- [EXERCISE DESCRIPTION] Recast all the rows below as a numbered list, omitting any blank lines.

Dataset excerpt
════════════════════

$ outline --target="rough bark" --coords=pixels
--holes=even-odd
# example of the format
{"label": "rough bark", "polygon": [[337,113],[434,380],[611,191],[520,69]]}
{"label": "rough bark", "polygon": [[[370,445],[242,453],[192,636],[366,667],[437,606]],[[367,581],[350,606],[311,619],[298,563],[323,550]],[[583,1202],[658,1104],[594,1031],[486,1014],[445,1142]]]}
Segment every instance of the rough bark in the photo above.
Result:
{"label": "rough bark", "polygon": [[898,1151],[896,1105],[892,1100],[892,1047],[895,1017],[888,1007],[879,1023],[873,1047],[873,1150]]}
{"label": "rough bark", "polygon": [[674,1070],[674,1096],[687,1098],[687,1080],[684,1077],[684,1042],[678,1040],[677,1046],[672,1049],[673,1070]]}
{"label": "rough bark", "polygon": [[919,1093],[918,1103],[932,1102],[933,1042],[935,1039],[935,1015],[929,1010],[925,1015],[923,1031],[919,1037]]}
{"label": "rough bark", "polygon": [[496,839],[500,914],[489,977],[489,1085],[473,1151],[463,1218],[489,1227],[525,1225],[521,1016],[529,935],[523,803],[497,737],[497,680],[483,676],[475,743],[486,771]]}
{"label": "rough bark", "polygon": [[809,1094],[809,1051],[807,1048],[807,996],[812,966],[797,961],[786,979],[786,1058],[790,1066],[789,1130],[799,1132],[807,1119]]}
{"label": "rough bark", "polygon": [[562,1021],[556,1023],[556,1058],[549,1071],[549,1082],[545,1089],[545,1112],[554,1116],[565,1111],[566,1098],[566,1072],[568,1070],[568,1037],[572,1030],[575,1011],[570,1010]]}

════════════════════

- [EXERCISE RESULT]
1. $ outline --target="rough bark" --coords=pixels
2. --holes=even-odd
3. # example of the format
4. {"label": "rough bark", "polygon": [[337,113],[434,380],[611,191],[520,69]]}
5. {"label": "rough bark", "polygon": [[[370,445],[242,453],[192,636],[366,667],[437,606]],[[367,581],[350,606],[311,619],[298,563],[323,550]],[[583,1202],[658,1104],[594,1031],[486,1014],[445,1142]]]}
6. Segment every instance of the rough bark in the photo above.
7. Result:
8. {"label": "rough bark", "polygon": [[898,1151],[896,1105],[892,1100],[892,1047],[895,1017],[888,1007],[879,1023],[873,1047],[873,1150]]}
9. {"label": "rough bark", "polygon": [[674,1070],[674,1096],[687,1098],[687,1080],[684,1077],[684,1042],[678,1040],[677,1046],[672,1049],[673,1070]]}
10. {"label": "rough bark", "polygon": [[919,1093],[918,1103],[932,1102],[933,1042],[935,1039],[935,1015],[929,1010],[925,1015],[923,1031],[919,1037]]}
11. {"label": "rough bark", "polygon": [[496,839],[500,914],[489,977],[489,1085],[473,1151],[463,1218],[489,1227],[525,1225],[521,1016],[529,935],[523,803],[497,737],[497,680],[483,676],[475,743],[486,771]]}
12. {"label": "rough bark", "polygon": [[809,1094],[809,1051],[807,1048],[807,996],[812,966],[797,961],[786,979],[786,1058],[790,1066],[789,1130],[799,1132],[807,1119]]}
13. {"label": "rough bark", "polygon": [[562,1021],[556,1023],[556,1058],[549,1071],[549,1082],[545,1089],[545,1112],[554,1116],[565,1111],[566,1098],[566,1072],[568,1070],[568,1037],[572,1030],[575,1011],[570,1010]]}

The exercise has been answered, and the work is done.